= WHAT IS NEEDED =
Using the records that follow, tally the lines containing the word "sedan" and state only the count.
Segment Open
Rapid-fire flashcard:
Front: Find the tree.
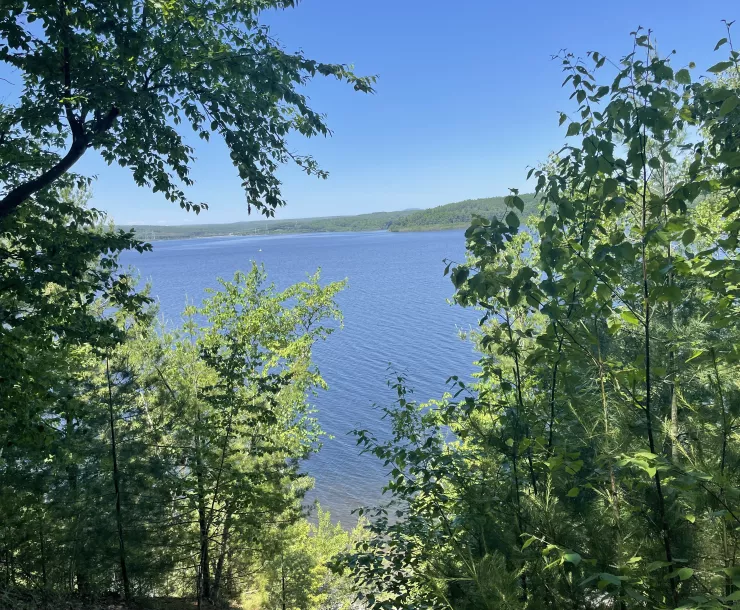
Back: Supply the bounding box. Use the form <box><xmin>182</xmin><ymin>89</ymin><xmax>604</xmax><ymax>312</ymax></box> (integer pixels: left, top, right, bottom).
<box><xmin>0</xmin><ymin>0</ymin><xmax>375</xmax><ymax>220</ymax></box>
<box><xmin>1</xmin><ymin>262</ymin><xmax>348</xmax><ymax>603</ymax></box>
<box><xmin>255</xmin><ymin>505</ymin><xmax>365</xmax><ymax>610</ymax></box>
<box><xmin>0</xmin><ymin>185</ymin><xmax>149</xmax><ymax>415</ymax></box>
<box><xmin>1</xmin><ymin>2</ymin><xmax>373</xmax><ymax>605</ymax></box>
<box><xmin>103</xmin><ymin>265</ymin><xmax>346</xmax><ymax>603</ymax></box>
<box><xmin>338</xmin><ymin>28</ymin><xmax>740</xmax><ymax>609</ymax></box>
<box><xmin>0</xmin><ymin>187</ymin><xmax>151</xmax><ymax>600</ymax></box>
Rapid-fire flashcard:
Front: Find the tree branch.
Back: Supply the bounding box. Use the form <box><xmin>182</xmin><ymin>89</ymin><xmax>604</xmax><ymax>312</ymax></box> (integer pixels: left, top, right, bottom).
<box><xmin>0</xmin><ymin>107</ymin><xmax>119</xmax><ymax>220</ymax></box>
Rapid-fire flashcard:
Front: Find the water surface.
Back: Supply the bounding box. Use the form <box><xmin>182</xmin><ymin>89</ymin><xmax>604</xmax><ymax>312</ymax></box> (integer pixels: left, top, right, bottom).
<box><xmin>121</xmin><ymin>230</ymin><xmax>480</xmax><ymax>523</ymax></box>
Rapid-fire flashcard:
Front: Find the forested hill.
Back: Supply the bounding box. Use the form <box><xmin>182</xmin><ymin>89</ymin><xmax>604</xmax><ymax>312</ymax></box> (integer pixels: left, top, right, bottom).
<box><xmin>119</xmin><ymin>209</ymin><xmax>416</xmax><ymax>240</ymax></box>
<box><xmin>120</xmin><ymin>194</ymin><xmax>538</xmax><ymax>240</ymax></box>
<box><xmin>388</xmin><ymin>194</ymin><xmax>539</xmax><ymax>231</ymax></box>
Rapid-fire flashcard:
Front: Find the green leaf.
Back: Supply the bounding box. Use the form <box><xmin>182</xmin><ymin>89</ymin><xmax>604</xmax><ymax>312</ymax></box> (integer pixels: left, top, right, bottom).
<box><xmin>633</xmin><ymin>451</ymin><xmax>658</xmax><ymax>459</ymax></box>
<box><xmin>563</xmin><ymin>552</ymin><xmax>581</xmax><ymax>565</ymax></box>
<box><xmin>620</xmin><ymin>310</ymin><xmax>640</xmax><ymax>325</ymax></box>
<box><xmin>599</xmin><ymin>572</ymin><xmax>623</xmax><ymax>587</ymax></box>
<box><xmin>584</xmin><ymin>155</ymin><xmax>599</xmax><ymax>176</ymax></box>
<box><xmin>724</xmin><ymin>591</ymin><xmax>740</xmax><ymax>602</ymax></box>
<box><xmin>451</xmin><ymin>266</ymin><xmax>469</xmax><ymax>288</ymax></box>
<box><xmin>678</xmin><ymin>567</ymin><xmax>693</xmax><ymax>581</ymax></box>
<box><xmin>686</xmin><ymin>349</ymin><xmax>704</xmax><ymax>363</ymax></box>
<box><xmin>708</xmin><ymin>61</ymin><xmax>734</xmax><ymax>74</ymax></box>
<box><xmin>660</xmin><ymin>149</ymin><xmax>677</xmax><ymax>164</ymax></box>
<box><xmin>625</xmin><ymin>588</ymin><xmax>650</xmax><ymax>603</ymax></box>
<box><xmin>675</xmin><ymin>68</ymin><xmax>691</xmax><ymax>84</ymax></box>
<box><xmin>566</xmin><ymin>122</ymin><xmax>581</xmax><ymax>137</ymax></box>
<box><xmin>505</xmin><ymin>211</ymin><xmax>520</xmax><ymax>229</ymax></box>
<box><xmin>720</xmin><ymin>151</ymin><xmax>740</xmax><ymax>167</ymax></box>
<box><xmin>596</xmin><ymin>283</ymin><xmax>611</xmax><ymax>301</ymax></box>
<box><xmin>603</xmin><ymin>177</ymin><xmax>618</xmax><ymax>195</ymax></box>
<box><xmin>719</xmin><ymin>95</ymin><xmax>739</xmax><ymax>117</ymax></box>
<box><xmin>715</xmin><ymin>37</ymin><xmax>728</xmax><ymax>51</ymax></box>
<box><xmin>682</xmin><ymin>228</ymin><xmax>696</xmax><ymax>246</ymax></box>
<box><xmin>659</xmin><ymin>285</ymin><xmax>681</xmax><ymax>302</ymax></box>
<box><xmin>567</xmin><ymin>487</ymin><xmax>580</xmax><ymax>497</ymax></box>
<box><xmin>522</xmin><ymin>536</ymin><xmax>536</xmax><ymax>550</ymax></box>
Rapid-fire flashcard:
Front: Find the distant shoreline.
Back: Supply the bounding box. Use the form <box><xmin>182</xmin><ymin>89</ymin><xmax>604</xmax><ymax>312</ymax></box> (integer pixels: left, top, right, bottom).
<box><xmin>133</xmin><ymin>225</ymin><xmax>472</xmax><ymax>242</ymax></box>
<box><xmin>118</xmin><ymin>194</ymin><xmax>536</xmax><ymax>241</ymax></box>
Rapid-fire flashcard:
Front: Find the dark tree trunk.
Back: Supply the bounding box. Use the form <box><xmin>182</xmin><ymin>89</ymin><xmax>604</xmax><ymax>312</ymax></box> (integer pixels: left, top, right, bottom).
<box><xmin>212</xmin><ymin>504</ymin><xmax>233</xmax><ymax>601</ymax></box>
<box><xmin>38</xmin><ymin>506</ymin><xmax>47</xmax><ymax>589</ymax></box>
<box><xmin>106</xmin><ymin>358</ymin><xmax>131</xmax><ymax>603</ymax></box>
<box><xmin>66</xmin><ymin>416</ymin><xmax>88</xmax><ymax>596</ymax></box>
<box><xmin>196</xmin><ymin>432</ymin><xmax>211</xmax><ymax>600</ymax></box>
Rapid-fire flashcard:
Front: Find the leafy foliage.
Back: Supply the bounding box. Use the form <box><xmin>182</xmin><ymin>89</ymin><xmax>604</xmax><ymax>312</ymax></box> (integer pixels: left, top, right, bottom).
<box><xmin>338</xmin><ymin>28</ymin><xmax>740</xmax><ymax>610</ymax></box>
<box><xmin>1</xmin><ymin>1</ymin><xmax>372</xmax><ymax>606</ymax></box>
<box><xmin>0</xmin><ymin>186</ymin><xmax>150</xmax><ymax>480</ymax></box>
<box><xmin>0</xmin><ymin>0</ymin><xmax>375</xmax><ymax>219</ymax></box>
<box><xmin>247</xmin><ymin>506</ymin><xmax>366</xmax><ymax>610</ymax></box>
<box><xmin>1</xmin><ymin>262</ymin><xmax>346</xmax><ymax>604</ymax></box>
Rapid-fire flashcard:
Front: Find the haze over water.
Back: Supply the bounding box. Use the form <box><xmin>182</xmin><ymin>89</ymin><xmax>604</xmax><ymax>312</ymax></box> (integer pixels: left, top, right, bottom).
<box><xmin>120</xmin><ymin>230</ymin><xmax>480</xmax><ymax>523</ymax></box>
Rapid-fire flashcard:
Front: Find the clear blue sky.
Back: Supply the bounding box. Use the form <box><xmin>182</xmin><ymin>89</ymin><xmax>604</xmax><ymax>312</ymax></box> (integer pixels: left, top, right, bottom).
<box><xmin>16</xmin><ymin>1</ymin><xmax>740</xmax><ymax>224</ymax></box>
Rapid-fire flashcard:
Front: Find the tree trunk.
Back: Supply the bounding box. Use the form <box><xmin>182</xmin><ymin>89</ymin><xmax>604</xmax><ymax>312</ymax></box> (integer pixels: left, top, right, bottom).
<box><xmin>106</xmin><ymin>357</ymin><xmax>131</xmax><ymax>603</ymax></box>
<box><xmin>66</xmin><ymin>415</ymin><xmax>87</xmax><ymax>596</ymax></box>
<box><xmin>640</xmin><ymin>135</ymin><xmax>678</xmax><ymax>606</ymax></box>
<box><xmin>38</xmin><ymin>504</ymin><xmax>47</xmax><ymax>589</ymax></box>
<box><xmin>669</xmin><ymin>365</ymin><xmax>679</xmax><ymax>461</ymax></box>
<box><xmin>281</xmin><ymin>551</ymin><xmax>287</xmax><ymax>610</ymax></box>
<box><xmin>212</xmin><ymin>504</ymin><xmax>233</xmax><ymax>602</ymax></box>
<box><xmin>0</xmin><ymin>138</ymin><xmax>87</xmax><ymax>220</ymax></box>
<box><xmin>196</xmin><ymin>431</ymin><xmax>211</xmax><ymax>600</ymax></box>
Segment Closed
Segment Open
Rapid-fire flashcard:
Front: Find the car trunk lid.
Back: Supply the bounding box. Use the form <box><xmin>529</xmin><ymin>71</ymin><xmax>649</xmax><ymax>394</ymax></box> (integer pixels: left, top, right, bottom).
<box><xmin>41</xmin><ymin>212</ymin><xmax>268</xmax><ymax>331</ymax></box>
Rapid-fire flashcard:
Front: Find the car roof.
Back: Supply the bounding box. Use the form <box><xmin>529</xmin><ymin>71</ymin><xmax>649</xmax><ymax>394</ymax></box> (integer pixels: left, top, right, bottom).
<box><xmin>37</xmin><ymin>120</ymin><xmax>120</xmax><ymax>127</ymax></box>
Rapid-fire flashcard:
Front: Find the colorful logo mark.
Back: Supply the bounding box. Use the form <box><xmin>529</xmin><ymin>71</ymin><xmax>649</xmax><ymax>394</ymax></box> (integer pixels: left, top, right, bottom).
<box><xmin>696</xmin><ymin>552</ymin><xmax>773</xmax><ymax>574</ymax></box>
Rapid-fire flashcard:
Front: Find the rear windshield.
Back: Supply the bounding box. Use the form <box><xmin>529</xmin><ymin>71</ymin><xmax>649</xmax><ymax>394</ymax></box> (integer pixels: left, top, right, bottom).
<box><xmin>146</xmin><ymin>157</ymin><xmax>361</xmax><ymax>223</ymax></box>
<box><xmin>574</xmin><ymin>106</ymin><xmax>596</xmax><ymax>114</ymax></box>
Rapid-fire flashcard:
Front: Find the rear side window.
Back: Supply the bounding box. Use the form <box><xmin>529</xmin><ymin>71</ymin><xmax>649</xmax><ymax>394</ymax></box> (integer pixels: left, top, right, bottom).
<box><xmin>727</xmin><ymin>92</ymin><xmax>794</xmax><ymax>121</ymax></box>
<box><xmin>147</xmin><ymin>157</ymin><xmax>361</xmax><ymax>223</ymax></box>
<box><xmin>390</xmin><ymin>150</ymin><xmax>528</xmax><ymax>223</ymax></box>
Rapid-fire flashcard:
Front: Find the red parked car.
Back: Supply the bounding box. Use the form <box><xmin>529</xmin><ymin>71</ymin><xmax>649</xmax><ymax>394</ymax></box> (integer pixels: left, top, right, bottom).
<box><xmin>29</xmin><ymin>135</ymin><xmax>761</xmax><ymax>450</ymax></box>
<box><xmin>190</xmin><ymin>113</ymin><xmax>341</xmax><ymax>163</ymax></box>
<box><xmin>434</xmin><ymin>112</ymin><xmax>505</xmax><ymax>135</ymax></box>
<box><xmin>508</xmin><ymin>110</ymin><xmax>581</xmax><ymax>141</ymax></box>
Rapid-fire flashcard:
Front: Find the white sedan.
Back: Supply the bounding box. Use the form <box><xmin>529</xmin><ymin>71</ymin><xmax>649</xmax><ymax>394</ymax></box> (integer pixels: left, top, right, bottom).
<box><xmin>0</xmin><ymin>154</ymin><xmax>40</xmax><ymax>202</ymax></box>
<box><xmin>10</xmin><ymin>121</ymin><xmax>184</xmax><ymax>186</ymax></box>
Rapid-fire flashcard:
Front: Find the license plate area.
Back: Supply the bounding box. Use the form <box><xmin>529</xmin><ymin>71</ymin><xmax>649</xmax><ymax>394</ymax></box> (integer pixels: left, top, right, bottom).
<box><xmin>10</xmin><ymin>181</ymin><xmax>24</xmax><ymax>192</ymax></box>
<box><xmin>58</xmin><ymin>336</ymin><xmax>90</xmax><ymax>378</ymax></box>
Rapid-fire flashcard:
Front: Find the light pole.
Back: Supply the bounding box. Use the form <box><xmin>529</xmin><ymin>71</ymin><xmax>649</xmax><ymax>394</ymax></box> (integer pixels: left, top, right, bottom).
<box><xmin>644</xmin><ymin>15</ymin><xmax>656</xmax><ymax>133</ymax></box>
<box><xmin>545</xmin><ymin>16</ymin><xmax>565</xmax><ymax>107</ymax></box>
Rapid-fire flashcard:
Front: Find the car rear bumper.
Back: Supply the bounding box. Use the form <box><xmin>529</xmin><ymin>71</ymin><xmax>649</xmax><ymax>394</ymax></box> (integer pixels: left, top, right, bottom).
Segment Closed
Segment Open
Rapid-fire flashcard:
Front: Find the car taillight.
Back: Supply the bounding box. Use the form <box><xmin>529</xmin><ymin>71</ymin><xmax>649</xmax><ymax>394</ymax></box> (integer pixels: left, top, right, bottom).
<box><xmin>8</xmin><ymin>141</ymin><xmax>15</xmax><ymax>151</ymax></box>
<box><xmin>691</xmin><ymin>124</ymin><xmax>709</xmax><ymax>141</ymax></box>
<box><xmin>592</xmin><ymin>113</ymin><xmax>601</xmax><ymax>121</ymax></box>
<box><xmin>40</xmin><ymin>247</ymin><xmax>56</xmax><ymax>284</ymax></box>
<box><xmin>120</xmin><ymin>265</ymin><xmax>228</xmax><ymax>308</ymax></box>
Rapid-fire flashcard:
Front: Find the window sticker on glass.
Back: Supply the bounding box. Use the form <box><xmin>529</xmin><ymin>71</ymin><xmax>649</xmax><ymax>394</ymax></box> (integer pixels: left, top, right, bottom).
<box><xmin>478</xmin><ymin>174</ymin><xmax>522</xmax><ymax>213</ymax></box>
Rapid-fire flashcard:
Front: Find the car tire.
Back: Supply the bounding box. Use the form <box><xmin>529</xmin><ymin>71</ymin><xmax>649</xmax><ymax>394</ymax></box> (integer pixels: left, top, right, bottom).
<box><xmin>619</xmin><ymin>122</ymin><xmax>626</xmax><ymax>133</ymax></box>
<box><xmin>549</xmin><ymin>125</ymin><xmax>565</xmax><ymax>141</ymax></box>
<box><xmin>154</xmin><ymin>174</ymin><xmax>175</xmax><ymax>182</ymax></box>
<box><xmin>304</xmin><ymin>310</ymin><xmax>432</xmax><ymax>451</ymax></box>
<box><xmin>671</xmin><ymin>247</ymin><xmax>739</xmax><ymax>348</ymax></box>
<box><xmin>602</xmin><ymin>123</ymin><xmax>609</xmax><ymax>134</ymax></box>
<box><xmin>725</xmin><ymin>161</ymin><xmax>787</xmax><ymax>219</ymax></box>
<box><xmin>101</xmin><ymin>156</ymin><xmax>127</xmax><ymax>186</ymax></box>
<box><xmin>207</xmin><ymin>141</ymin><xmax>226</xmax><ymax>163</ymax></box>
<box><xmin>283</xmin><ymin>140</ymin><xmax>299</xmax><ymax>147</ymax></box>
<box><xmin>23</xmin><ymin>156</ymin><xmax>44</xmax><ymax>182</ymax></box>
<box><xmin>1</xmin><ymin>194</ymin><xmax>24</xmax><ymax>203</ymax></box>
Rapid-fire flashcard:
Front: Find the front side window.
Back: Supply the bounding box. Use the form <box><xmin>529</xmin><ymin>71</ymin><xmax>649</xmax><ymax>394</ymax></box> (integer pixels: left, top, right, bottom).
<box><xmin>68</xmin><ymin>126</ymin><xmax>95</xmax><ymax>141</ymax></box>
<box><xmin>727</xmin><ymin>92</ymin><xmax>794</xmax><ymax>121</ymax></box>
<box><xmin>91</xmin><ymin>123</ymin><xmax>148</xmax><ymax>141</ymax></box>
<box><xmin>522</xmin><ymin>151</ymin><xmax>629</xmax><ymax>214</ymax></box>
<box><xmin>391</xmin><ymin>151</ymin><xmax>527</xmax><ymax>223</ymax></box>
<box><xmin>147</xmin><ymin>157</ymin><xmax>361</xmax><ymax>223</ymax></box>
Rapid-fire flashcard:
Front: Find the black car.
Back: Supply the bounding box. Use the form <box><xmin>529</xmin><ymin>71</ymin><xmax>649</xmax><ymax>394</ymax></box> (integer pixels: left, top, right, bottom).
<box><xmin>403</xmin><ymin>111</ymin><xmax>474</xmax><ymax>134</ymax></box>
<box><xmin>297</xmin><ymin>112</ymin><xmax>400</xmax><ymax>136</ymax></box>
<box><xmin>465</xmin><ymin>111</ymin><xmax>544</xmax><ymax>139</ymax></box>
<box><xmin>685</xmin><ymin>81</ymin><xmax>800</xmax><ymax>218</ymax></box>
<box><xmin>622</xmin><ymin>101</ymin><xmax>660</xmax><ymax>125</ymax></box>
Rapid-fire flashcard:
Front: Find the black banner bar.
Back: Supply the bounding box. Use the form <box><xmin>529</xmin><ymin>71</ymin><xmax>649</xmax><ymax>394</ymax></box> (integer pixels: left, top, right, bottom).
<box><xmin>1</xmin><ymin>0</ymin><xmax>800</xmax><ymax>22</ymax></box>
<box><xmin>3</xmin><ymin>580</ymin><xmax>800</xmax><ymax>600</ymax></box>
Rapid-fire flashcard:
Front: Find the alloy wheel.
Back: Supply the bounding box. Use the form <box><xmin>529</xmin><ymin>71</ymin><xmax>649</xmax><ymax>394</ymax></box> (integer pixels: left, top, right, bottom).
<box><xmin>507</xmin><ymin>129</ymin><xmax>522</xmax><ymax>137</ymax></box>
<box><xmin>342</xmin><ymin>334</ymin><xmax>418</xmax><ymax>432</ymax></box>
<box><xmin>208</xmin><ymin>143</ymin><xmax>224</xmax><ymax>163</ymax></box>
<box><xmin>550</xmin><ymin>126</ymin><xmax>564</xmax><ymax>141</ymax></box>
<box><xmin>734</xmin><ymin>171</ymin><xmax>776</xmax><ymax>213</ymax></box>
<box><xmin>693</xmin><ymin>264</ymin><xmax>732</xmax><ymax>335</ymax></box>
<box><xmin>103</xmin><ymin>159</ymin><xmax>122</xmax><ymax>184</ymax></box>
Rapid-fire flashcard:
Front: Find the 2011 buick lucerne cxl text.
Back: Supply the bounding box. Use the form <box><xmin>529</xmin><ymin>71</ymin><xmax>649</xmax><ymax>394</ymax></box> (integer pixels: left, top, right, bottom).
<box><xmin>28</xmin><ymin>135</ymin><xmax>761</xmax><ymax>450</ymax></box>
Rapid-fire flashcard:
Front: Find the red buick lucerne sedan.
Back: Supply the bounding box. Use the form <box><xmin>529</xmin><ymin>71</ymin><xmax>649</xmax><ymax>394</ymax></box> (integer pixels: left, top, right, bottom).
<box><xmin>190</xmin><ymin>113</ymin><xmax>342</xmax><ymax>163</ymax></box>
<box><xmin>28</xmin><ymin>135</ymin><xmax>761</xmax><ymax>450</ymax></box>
Segment Closed
= ANSWER TO THIS TASK =
2